膝関節が痛くなる疾患ってたくさんありますよね。
変形性膝関節症、オスグッド、半月板損傷、ジャンパー膝などなど。
単純にROMとMMTを評価すれば良いのでしょうか?
大腿四頭筋ばかりに目を向けていれば良いのでしょうか?
実は膝関節は2つに分けて評価・治療すべきなのです。
その2つとは…
膝蓋大腿関節(PFjoint)と大腿脛骨関節(FT joint)の2つです。
膝蓋大腿関節(PFjoint)について
- 大腿骨と膝蓋骨のから成る関節
- 膝の曲げ伸ばしの時の痛みや引っかかりに影響
PFjointはOKCでの問題に影響を与えやすいと捉えておきましょう!
多くの場合は膝蓋骨の可動性低下が疼痛や可動域制限を引き起こします。
<膝蓋骨の動き>
- Frontal rotation
- Coronary rotation
- Glide
- Tilt
大きく分けてこれらの動きを伴います。膝が曲がる時・伸びる時には膝蓋骨の複合した3次元の動きが必要。
膝蓋骨の動きを制限する因子は大きく分けて2つと捉えましょう。
膝蓋骨の動きを制限する因子「股関節」
股関節位置関係が不良であれば大腿筋膜張筋や大腿の広筋群が滑走性低下を引き起こし膝蓋骨に影響を及ぼします。例えば股関節が外旋位でO脚のような状態であれば大腿筋膜張筋の緊張が強くなってしまいますよね。
結果的に膝蓋骨は外方向に牽引されて膝蓋骨のtrackngが不良になって痛みを引き起こしたりします。
シンプルに
「股関節ー膝関節ー足関節」は一直線上に揃っていることが大切ですね!
膝蓋骨の動きを制限する因子「膝蓋骨上下の軟部組織」
上には膝蓋上嚢、下には膝蓋下脂肪体が拘縮を起こしやすい組織があります。ここは柔軟性が必要なのでよくモビライゼーションしましょう!
具体的な方法はこちらの動画で↓↓
大腿脛骨関節(FT joint)について
- 大腿骨と脛骨のから成る関節
- 荷重位や歩行時の痛みに影響
- 「回旋」の動きに影響
臨床上この大腿骨と脛骨の間の「回旋」の動きに制限が起こりやすいのです。過剰な回旋のストレスは半月板や軟骨の損傷に影響します。

- [作業指示]
**A)** 抜粋文によると、膝関節を評価・治療する際に分けるべき2つの関節は何ですか。
**B)** 抜粋文で「膝蓋骨の動き」として挙げられている動きを、すべて書き出してください。
**C)** 次の(i)〜(iii)が抜粋文の内容と一致するかどうかを「はい」か「いいえ」で答え、判断の根拠となる本文の語句をそのまま引用してください。
(i) 膝蓋大腿関節は荷重位や歩行時の痛みに影響する。
(ii) 膝蓋上嚢と膝蓋下脂肪体は拘縮を起こしやすい組織である。
(iii) 過剰な回旋のストレスは半月板や軟骨の損傷に影響する。

- [検討用データ]
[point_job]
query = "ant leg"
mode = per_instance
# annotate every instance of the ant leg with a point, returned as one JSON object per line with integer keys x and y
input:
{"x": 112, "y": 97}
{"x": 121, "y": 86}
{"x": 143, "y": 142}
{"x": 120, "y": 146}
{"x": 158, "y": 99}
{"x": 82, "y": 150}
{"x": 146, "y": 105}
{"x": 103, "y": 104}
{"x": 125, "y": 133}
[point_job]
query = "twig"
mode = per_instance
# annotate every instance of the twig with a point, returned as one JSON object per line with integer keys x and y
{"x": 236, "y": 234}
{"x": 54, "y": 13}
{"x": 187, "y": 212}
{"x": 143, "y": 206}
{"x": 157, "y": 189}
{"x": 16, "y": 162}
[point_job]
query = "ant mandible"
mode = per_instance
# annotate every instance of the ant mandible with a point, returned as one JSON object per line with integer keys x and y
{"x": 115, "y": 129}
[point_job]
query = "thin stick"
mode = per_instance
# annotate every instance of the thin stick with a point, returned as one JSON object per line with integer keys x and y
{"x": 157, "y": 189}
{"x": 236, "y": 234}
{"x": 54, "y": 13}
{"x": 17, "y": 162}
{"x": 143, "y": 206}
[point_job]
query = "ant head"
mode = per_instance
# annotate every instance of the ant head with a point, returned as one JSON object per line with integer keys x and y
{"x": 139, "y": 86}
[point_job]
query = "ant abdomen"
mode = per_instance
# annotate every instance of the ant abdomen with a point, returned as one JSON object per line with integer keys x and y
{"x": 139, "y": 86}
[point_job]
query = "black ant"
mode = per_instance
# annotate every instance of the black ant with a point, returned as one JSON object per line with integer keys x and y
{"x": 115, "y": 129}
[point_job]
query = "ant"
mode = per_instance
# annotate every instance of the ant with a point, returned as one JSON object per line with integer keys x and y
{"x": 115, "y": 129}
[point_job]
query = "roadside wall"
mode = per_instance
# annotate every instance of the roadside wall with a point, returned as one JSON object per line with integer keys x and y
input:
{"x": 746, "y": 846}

...

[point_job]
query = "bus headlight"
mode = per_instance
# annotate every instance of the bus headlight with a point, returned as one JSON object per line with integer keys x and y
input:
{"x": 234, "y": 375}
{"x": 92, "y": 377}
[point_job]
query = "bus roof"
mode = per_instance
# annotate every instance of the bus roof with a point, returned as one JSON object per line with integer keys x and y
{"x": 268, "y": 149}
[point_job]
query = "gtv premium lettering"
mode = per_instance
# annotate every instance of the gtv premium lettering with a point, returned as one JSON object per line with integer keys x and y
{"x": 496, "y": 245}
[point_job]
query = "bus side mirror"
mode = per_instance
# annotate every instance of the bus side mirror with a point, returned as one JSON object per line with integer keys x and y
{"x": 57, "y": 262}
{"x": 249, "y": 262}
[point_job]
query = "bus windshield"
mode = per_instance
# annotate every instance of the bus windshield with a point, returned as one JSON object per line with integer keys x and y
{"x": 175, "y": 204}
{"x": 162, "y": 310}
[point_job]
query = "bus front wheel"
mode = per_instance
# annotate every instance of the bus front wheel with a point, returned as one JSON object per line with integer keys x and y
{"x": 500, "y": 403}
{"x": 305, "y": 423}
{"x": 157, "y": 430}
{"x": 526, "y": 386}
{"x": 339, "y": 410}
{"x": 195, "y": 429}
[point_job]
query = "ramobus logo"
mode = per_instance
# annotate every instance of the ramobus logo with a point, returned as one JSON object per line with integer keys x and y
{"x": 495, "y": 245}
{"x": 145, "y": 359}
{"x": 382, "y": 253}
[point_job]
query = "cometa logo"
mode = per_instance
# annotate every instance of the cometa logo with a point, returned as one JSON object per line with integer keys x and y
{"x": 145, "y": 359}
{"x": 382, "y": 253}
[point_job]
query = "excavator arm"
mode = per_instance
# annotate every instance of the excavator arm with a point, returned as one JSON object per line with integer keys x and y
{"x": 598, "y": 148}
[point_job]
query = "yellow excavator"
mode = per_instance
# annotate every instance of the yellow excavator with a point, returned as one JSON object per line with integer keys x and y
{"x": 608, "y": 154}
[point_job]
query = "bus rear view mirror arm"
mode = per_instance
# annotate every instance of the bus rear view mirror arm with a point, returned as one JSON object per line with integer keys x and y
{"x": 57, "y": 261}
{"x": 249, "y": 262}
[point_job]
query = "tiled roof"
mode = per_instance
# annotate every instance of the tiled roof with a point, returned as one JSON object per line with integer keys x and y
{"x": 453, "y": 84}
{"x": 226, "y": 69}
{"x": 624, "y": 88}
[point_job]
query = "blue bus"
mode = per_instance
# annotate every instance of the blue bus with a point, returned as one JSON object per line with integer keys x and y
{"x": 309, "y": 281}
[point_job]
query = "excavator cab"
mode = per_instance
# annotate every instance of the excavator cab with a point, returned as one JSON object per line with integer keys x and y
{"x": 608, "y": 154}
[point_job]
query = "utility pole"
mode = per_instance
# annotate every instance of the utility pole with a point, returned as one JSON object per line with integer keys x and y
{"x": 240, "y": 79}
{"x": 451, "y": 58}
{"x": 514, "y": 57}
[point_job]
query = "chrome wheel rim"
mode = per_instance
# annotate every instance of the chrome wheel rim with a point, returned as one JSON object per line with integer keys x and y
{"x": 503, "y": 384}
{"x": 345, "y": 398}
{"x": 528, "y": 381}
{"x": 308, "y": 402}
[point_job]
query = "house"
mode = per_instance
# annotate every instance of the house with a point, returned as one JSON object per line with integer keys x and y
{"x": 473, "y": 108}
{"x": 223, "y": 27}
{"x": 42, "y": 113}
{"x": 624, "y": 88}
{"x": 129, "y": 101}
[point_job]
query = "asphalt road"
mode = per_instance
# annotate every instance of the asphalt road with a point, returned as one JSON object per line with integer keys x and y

- [解答]
**A)** 膝蓋大腿関節(PFjoint)と大腿脛骨関節(FT joint)です。

**B)** Frontal rotation、Coronary rotation、Glide、Tilt

**C)**
(i) いいえ。「膝の曲げ伸ばしの時の痛みや引っかかりに影響」
(ii) はい。「上には膝蓋上嚢、下には膝蓋下脂肪体が拘縮を起こしやすい組織があります。」
(iii) はい。「過剰な回旋のストレスは半月板や軟骨の損傷に影響します。」